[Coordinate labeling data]
--

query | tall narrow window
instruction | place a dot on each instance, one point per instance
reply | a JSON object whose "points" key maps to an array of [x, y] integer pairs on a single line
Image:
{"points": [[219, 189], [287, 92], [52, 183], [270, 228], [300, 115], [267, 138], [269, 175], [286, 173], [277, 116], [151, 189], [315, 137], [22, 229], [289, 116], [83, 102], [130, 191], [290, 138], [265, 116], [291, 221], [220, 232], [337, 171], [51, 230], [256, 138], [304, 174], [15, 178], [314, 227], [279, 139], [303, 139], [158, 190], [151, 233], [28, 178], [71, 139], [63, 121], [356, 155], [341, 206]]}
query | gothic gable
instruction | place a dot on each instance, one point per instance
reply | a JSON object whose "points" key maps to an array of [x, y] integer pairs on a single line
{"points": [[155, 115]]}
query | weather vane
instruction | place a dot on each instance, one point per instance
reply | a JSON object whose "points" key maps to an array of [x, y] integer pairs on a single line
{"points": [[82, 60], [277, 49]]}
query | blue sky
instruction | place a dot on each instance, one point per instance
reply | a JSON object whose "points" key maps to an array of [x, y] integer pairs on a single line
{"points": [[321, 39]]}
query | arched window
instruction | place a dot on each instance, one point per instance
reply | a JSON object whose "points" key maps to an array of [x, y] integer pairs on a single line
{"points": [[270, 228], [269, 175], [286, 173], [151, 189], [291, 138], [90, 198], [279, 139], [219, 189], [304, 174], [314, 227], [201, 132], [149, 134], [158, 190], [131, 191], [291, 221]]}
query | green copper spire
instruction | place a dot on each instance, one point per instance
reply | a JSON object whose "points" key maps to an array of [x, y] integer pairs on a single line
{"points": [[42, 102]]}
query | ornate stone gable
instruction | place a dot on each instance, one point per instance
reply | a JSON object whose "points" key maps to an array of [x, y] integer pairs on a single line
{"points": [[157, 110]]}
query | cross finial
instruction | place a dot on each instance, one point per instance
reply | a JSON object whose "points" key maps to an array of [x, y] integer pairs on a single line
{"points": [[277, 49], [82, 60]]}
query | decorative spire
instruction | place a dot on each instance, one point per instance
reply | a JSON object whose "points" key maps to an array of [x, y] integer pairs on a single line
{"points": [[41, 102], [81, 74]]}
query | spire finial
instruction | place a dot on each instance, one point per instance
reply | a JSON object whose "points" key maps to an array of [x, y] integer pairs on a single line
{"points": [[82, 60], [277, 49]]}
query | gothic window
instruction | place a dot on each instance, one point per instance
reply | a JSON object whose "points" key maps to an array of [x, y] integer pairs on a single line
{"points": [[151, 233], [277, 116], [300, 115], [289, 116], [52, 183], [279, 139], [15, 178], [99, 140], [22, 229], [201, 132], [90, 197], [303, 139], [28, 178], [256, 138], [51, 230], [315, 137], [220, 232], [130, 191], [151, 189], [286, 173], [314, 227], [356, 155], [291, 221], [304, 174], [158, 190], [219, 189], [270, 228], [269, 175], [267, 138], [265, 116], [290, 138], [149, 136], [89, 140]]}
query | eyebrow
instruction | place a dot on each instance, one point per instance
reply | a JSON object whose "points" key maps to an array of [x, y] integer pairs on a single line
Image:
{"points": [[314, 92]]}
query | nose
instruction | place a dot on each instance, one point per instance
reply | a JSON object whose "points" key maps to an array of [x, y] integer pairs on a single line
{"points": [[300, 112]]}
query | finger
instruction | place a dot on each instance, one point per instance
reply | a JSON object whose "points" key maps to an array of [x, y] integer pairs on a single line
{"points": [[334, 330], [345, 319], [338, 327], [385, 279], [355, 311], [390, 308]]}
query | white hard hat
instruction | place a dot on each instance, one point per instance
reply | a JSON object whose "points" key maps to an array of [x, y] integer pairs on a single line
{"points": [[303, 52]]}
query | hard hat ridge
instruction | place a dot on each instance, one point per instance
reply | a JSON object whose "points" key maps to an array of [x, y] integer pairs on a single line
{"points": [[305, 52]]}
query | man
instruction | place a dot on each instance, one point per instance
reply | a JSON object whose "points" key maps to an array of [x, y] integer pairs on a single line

--

## Task details
Quote each line above in full, word for word.

## Finished answer
query | tall narrow window
instruction | place a dot on each instance, one point per instance
reply | a JSON object whose "points" key maps to an array of [x, y] integer pairs on a single line
Image:
{"points": [[219, 189], [287, 92], [52, 183], [270, 228], [300, 115], [267, 138], [269, 175], [286, 173], [277, 116], [151, 189], [315, 137], [22, 229], [289, 116], [83, 102], [130, 191], [290, 138], [265, 116], [291, 221], [220, 232], [337, 171], [51, 230], [256, 138], [304, 174], [15, 178], [314, 227], [279, 139], [303, 139], [158, 190], [151, 233], [28, 178], [71, 139], [63, 121], [356, 155], [341, 206]]}
query | gothic gable
instruction | place a dot on each instance, one point per instance
reply | a JSON object whose "points" key maps to an array of [x, y] integer pairs on a single line
{"points": [[155, 115]]}
query | weather vane
instruction | place a dot on each instance, one point per instance
reply | a JSON object whose "points" key maps to an array of [x, y] integer pairs on a single line
{"points": [[82, 60], [277, 49]]}
query | blue sky
instruction | place a dot on each instance, one point per instance
reply | a JSON object whose "points" key maps to an array of [x, y] integer pairs on a single line
{"points": [[321, 39]]}
query | arched window
instruction | place a dot on each instance, one point per instance
reply | a JSON object whose "points" key maps to an array of [x, y] integer pairs on a single line
{"points": [[270, 228], [269, 175], [286, 173], [151, 189], [291, 138], [90, 198], [279, 139], [219, 189], [304, 174], [314, 227], [201, 132], [149, 134], [158, 190], [131, 191], [291, 221]]}
query | green copper spire
instruction | place a dot on each instance, one point per instance
reply | a JSON object whose "points" key maps to an array of [x, y] integer pairs on a single line
{"points": [[42, 102]]}
query | ornate stone gable
instruction | place a dot on each instance, one point per instance
reply | a JSON object whose "points" key maps to an array of [x, y] integer pairs on a single line
{"points": [[157, 110]]}
query | cross finial
instruction | place a dot on each instance, one point per instance
reply | a JSON object whose "points" key maps to an array of [x, y] integer pairs on a single line
{"points": [[277, 49], [82, 60]]}
query | decorative spire
instruction | place a dot on each instance, one point per instance
reply | a JSON object whose "points" key maps to an array of [x, y] integer pairs on a single line
{"points": [[41, 102], [81, 74]]}
query | spire finial
instruction | place a dot on each instance, one point per instance
reply | a JSON object whose "points" key maps to an array of [x, y] integer pairs on a single line
{"points": [[82, 60], [277, 49]]}
query | gothic window
instruction | place a dot on each instance, one point per instance
reply | a JSON object whose "points" key maps to an array of [x, y] integer pairs on a single line
{"points": [[151, 233], [277, 116], [300, 115], [289, 116], [52, 183], [279, 139], [15, 178], [99, 140], [22, 229], [201, 132], [90, 197], [303, 139], [28, 178], [256, 138], [51, 230], [315, 137], [220, 232], [130, 191], [151, 189], [286, 173], [314, 227], [356, 155], [291, 221], [304, 174], [158, 190], [219, 189], [270, 228], [269, 175], [267, 138], [265, 116], [290, 138], [149, 136], [89, 140]]}
query | eyebrow
instruction | place a dot on each instance, one point per instance
reply | a JSON object whose "points" key maps to an array of [x, y] integer pairs on a single line
Image:
{"points": [[314, 92]]}
query | nose
instruction | place a dot on each instance, one point per instance
reply | a JSON object whose "points" key maps to an array of [x, y] integer pairs on a single line
{"points": [[300, 112]]}
query | finger
instruction | place a dot on each instance, one point per instance
reply | a JSON object whose "points" key maps to an array of [x, y] integer pairs on a single line
{"points": [[334, 330], [345, 319], [338, 327], [385, 279], [355, 311], [390, 308]]}
query | white hard hat
instruction | place a dot on each instance, one point per instance
reply | a JSON object whose "points" key maps to an array of [x, y] integer pairs on a single line
{"points": [[303, 52]]}
query | hard hat ridge
instruction | place a dot on each instance, one point per instance
reply | a JSON object whose "points" key maps to an array of [x, y] integer pairs on a single line
{"points": [[305, 52]]}
query | man
instruction | place a dot on each instance, one point per instance
reply | a JSON object whose "points" key maps to an array of [x, y] integer pairs on a single line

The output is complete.